Exercise goal: Switch "innermost" to "central" in the lines from the one holding "Could you mark every instance of the rocky" through the end of the records, inclusive, and give those lines back with nothing else changed.

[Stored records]
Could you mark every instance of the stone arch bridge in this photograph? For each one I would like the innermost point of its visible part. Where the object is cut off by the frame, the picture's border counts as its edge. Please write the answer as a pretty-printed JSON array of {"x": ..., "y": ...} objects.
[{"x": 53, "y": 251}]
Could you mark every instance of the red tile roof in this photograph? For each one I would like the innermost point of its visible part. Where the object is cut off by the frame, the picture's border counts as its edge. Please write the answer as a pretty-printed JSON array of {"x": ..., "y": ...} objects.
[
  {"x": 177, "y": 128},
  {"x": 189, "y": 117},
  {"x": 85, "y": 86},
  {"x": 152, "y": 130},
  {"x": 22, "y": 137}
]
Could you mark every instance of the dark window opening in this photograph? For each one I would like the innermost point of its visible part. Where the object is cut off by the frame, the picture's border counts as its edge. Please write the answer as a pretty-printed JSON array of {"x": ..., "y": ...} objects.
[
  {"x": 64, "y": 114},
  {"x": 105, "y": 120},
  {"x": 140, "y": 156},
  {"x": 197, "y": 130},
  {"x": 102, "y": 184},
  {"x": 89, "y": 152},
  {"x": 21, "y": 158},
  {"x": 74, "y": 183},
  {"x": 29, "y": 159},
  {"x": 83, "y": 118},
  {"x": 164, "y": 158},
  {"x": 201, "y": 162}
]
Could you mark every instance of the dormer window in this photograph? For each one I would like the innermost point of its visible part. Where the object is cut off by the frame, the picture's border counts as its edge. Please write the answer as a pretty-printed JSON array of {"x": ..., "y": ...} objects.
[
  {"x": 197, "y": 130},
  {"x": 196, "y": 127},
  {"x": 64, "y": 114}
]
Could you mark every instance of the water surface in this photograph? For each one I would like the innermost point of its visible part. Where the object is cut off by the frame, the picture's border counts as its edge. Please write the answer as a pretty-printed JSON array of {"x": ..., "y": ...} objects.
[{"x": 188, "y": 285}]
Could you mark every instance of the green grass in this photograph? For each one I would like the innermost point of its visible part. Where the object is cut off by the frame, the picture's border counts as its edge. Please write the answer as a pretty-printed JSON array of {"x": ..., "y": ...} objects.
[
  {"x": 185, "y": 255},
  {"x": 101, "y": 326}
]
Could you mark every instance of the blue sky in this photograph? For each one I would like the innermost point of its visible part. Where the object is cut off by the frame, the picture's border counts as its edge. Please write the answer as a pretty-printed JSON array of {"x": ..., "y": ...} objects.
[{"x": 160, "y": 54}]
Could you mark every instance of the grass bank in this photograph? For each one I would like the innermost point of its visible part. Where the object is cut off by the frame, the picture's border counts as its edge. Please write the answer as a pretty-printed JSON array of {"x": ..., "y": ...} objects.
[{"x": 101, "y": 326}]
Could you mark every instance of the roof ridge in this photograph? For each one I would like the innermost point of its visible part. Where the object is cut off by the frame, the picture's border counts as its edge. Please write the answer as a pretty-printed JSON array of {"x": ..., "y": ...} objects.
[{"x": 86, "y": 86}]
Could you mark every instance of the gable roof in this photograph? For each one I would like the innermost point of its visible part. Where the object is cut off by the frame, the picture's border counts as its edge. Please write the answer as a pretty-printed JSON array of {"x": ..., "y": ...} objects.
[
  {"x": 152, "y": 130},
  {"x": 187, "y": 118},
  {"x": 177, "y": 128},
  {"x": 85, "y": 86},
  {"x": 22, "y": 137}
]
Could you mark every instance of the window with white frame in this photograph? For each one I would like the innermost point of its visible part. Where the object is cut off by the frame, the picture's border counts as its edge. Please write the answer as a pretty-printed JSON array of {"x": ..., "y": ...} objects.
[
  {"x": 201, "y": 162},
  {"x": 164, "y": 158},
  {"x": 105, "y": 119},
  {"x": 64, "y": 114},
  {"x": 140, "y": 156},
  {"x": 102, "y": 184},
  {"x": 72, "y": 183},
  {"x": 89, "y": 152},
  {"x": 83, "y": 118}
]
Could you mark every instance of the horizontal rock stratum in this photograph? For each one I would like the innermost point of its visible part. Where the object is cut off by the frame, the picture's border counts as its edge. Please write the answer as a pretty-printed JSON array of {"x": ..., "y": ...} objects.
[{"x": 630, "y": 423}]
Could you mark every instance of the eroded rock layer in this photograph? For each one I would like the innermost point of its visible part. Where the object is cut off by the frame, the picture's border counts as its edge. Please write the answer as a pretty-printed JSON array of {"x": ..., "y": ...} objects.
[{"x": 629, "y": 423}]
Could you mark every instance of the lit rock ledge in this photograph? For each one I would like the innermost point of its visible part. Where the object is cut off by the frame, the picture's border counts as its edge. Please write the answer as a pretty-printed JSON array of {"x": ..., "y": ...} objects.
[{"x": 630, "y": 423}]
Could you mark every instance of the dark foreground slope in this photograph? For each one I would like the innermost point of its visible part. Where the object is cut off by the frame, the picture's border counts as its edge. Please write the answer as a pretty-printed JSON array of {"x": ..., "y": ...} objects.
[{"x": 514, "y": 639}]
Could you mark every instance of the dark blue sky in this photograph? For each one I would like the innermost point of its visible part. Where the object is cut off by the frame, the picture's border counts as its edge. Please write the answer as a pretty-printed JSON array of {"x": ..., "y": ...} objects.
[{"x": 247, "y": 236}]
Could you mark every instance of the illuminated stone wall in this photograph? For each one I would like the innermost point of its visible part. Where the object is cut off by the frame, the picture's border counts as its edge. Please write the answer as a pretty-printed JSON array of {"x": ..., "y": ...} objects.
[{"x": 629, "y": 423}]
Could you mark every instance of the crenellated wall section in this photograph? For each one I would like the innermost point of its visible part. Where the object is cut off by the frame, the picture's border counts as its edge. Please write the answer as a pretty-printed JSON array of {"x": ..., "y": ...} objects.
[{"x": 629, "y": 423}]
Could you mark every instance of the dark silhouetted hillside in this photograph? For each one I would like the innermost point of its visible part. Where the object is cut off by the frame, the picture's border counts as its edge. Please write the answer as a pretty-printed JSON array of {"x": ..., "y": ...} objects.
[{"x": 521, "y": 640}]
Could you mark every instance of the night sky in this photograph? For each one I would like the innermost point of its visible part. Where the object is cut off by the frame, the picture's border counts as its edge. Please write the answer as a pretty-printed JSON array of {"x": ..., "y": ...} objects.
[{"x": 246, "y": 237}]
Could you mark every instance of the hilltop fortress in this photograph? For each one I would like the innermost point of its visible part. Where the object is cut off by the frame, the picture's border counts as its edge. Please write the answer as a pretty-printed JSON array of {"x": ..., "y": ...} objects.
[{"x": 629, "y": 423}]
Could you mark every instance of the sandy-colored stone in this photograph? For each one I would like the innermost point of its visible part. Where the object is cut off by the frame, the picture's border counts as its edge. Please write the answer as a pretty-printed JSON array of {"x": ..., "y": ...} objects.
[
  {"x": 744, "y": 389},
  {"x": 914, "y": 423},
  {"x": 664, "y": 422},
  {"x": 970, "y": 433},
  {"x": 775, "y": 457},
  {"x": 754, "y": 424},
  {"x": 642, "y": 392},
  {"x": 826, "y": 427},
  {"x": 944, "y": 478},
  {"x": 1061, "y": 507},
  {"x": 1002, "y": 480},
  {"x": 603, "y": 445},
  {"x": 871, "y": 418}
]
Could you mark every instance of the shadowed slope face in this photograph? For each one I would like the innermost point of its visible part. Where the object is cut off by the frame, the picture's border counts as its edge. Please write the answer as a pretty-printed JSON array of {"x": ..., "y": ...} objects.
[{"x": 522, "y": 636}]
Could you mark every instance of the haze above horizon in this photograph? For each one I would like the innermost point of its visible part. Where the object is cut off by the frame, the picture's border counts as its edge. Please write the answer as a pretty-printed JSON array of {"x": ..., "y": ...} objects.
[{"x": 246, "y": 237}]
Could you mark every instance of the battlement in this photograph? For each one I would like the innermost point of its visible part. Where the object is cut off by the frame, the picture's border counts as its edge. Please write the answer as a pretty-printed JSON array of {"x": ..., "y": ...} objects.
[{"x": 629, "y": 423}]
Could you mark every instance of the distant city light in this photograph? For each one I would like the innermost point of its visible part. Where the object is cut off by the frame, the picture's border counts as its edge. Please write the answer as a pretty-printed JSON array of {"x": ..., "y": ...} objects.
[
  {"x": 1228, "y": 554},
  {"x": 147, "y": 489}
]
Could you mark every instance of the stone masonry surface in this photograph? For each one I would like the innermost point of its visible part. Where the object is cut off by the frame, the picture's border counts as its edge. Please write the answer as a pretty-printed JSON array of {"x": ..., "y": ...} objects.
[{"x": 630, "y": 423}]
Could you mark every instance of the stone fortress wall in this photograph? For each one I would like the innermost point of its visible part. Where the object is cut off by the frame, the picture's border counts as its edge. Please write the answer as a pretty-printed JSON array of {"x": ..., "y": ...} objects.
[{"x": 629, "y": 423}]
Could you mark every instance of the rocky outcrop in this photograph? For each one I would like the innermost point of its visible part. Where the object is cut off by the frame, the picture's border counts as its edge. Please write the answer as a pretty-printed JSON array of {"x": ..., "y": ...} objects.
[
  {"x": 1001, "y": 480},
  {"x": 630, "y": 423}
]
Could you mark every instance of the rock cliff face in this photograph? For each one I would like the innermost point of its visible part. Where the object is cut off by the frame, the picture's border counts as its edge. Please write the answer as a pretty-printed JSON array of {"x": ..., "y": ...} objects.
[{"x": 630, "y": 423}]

Problem solution:
Could you mark every instance of the rocky outcrop in this photograph? For each one I would like the central point of its visible part. Where the object is cut off by the frame, the picture's border counts as its edge. Please write the answer as a pretty-printed JSON array of {"x": ..., "y": ...} objects.
[
  {"x": 1001, "y": 480},
  {"x": 630, "y": 423}
]
Could you mark every instance of the rock cliff face in this photograph? For each one I would like the central point of its visible part. Where the object is cut off by the frame, the picture's border counts as its edge. Please write the answer as a pretty-printed JSON array of {"x": ..., "y": ...} objects.
[{"x": 630, "y": 423}]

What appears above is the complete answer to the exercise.